EXERCISE REQUIREMENTS >> Set down the entries once more exactly as they were written.

EXERCISE INPUTS >>
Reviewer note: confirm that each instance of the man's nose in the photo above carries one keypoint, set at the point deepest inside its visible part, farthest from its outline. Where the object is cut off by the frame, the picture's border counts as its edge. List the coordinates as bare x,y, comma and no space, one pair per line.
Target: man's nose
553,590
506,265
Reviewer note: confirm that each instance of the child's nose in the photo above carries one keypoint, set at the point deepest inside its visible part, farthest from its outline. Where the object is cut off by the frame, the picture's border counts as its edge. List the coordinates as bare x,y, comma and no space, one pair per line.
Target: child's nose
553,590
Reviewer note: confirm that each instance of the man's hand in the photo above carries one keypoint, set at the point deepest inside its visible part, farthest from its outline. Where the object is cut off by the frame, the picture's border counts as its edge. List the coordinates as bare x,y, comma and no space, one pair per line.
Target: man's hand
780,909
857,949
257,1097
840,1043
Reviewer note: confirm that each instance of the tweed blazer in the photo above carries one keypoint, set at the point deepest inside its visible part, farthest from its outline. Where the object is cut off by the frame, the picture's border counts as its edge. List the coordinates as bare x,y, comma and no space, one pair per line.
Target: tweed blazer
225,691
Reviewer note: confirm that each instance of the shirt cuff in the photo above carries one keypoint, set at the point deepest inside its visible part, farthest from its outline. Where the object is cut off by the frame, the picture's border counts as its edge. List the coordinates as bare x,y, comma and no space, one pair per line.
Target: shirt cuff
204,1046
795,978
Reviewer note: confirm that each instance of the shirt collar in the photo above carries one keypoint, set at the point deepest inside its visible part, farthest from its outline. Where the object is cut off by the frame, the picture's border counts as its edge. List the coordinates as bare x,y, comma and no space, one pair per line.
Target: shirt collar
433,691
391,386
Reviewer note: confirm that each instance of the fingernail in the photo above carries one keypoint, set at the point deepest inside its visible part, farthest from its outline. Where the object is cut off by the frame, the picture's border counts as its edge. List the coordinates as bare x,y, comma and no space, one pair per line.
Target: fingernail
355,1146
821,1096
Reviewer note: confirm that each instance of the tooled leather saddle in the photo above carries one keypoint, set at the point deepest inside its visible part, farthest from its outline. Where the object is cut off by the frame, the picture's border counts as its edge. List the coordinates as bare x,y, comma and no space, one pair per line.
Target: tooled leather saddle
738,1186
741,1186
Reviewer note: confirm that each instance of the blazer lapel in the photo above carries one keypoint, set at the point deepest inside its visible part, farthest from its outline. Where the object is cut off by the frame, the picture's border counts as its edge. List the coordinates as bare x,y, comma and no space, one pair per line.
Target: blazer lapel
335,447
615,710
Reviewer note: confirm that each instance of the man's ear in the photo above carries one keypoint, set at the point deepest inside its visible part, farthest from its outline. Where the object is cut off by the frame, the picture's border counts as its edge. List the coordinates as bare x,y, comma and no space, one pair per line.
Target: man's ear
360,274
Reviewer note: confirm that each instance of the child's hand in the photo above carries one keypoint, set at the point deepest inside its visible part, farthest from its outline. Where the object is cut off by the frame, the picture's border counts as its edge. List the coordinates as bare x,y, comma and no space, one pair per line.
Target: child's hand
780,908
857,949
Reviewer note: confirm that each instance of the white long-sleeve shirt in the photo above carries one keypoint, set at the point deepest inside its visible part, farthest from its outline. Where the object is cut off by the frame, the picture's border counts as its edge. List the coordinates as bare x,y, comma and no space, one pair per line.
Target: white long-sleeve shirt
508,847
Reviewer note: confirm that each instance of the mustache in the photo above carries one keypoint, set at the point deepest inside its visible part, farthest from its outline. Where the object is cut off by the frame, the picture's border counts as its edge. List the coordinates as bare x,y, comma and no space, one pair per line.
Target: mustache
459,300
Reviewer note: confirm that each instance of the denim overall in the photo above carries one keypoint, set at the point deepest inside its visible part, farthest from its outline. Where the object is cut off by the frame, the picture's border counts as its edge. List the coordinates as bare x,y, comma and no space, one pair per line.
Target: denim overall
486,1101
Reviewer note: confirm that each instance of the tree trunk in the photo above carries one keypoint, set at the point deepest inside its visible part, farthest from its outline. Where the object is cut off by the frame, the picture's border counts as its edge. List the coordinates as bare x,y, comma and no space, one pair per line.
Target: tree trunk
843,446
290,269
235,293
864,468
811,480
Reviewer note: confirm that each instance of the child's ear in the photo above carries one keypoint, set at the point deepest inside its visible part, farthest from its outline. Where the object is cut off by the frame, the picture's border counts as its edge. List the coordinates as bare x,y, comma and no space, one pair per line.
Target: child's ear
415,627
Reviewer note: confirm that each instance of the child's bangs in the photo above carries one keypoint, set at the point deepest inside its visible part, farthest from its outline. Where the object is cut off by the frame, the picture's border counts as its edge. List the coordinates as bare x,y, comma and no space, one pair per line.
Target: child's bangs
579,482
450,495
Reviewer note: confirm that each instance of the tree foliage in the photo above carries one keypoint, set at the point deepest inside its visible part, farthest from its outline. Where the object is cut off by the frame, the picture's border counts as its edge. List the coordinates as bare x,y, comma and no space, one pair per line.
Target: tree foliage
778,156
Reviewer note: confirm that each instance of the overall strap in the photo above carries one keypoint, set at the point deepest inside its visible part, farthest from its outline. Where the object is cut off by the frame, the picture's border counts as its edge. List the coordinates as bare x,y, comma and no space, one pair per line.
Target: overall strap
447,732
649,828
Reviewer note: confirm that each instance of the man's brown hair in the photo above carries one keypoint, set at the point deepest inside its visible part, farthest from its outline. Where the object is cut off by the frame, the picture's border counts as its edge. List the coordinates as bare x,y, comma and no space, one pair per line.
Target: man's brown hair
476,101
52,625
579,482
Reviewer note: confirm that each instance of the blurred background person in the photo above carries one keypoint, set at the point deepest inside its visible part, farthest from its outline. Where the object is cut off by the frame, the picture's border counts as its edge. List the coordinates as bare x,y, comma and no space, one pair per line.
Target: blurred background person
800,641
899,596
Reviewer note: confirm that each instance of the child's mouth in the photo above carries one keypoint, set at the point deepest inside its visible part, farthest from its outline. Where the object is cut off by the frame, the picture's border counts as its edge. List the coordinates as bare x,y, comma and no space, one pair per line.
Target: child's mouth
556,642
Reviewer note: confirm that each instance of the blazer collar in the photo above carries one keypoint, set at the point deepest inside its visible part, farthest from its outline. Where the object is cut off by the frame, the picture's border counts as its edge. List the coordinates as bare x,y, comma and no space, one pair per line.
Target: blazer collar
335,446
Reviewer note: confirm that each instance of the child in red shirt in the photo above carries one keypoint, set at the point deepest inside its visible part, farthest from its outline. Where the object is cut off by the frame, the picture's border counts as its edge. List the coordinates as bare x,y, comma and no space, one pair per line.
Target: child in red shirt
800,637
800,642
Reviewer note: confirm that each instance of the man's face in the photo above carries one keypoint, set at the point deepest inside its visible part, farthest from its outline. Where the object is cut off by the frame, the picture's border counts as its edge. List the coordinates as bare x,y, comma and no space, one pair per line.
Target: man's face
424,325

TASK OUTPUT >>
Reviewer note: confirm that each instance of the man's nose in the photo above carries one keypoint, set at the point deepest inside its visible part, farthest from its outline. Where the object is cut off by the frame, the picture's border counts as its edge. List the coordinates as bare x,y, comma and no space, one pair per line.
Target: man's nose
553,590
506,265
Reviewer note: confirm that each instance of the child's nose in the photo above carries one keypoint, set at the point deepest inside its visible part, farthest from its outline. Where the object is cut off by the frame, the picture's border counts as its edge. List the coordinates as bare x,y, comma and no space, one pair per line.
Target: child's nose
553,590
Reviewer note: confirm that each instance of the man's hand in the photo above carries one keypoint, set at the point deepest inside its visible part, farthest from its outline. Where the object is cut off by the frame, the picture's border counts as its edge. List the coordinates as bare x,y, comma and no space, one pair per line.
Target: man's hand
780,909
857,949
257,1097
840,1043
Reviewer note: confirm that each instance of the tweed blazer in the photo above carries one keypoint, set at the point deepest inside its visible part, farthest from its outline. Where the object is cut off by the frame, the picture's border counts as its edge. List the coordinates as bare x,y, comma and no space, one pair per line.
Target: tweed blazer
225,691
Reviewer note: confirm that each instance of the shirt cuff in the photo above carries one keypoint, set at the point deepest inside its visible part, farthest from its outline. Where the object is cut off by the frame, the picture's border counts as its edge. List the coordinates as bare x,y, comma and no space, one pair per line.
Target: shirt cuff
204,1046
795,978
Reviewer note: confirm that each instance of the shirt collar in the photo above carries one keypoint, set at the point deepest inside its visible part, farthest from its outline. Where the object is cut off by the frame, the picture's border counts as its edge. List the coordinates as bare x,y, comma and no space, one pair per line.
Target: shirt collar
433,691
391,386
Reviewer note: confirm that each instance of the fingernail in the photo above carries one keypoint, set at the point deepest inside its visible part, farthest from its outline. Where the object is cut off by the frame, the picture's border counts as its edge. List the coordinates as bare x,y, comma and no space, one pair per line.
Target: fingernail
355,1146
821,1096
Reviewer note: confirm that each instance of the tooled leather saddle in the photo above carries one keypoint, set at the point deepest inside its visible part, farthest from its outline. Where the object is cut off by the frame, the picture's border counts as its edge. List the coordinates as bare x,y, comma and no space, one pair per line.
Target: tooled leather saddle
738,1186
741,1186
Reviewer note: confirm that each instance of the blazer lapel in the photo above carries one keypoint, set at the point deepest inside its visible part, farthest from its outline. Where the object is cut off by the frame, the picture's border counts as its edge. List the coordinates as bare x,y, comma and no space, one pair per line.
Target: blazer lapel
335,447
615,710
Reviewer note: confirm that each instance of the man's ear in the photo above carries one keypoint, set at the point deepest inside its visible part, farthest from its outline. Where the object is cut off by the frame, the picture's border counts as its edge. List the coordinates as bare x,y, comma and no space, one pair per line.
Target: man's ear
360,274
Reviewer note: confirm that each instance of the child's hand in the photo above carries one keypoint, set at the point deepest inside its visible part, farthest from its outline. Where the object is cut off by the frame, the picture's border counts as its edge. List the coordinates as bare x,y, comma and no space, one pair per line.
Target: child's hand
780,908
857,949
Reviewer note: confirm that each instance of the white long-sleeve shirt in the photo above carries one keypoint, set at the point deepest inside its visible part, farthest from its outline. Where the object is cut off by the frame, the picture's border counts as its edge. List the coordinates as bare x,y, comma and no space, one pair per line.
Target: white long-sleeve shirt
508,847
Reviewer note: confirm that each instance of the mustache in the photo above carries one keypoint, set at the point deepest inside its visible part, farthest from its outline. Where the object is cut off by the frame, the picture's border counts as its edge. List the coordinates as bare x,y, comma and no space, one pair per line.
Target: mustache
459,300
Reviewer note: confirm that each instance of the denim overall in the photo above carries one keypoint, set at the point deepest inside its visible part, farthest from its outline. Where the object is cut off by the frame, the picture's border counts as its edge. List the coordinates as bare x,y, comma and no space, one pair per line.
Target: denim overall
486,1101
Reviewer note: confirm that each instance of the tree trunk in the photo above carries one keypoint, set at the point deepest inside its visible part, farthest from its outline. Where the object is cut off by the frame, the picture's border counts as its edge. List the coordinates as bare x,y, comma and no space, one pair per line.
Target: tree trunk
843,446
290,269
235,293
864,468
811,480
Reviewer note: confirm that each instance of the child's ear in the photo above carries one keypoint, set at the point deepest inside its visible part, farthest from its outline. Where the object is cut off by the frame, the picture's border counts as its edge. List the coordinates as bare x,y, comma and no space, one pair per line.
Target: child's ear
415,627
Reviewer note: confirm that each instance of the child's bangs in the photo above carries one keypoint, set at the point deepest inside its visible part, farthest from its outline. Where the object is cut off by the frame, the picture's border counts as its edge. List the coordinates as bare x,y, comma and no space, one pair per line.
Target: child's bangs
579,482
450,495
Reviewer note: confirm that each instance of the tree foliage in the photo above carries one keypoint, set at the point deepest inside its visible part, farthest from its outline. Where the object is cut off by the frame, the picture's border counts as its edge. List the coordinates as bare x,y, comma and no space, one pair per line.
Target: tree foliage
778,156
Reviewer note: confirm that each instance of the overall strap in the photo above carries one keypoint, set at the point deepest inside its visible part, farthest from its outline. Where the object is cut off by the frame, the picture's border counts as its edge. List the coordinates as bare x,y, comma and no space, one pair per line.
Target: overall strap
447,732
649,828
Reviewer note: confirm that each instance of the man's brown hair in the photo above carries one keypoint, set at the point deepest inside its visible part, farthest from its outline. Where the object is cut off by the frame, the picture's border counts as its edge. List the coordinates as bare x,y, comma and no space, one pair per line.
Target: man's brown hair
476,101
52,625
579,482
Reviewer note: confirm that each instance of the blurred background person in the photo above carries one keypoint, set at the point deepest inside its visible part, farthest from its outline. Where the object is cut off by the frame, the picture's border counts as its edge. List the coordinates as bare x,y, comma and no space, one pair per line.
Target: blurred background person
800,641
899,596
Reviewer note: confirm that each instance of the child's mouth in the photo above carries one keypoint, set at the point deepest inside its visible part, farthest from its outline. Where the object is cut off by the frame, the picture's border counts as its edge. List the coordinates as bare x,y, comma and no space, one pair per line.
Target: child's mouth
556,642
Reviewer note: confirm that each instance of the blazer collar in the photo above carries one keypoint, set at the point deepest inside its visible part, farthest from its outline. Where the object is cut off by the frame, the picture's border counts as its edge. List the coordinates as bare x,y, comma and no space, one pair per line.
Target: blazer collar
335,446
Reviewer note: confirm that each instance of the child in red shirt in the photo above carries one keypoint, set at the point deepest inside its visible part, farthest from its outline. Where the object is cut off by the frame, the picture's border counts as its edge. List the coordinates as bare x,y, comma and no space, one pair per line.
Target: child in red shirt
800,637
800,642
Reviewer note: confirm that each instance of the man's face in the photo above carries one keypoint, set at the point deepest inside its visible part, farthest from its outline. Where the object is cut off by the frame, the picture's border counts as its edge. List the coordinates as bare x,y, comma and no space, one pair per line.
Target: man's face
424,325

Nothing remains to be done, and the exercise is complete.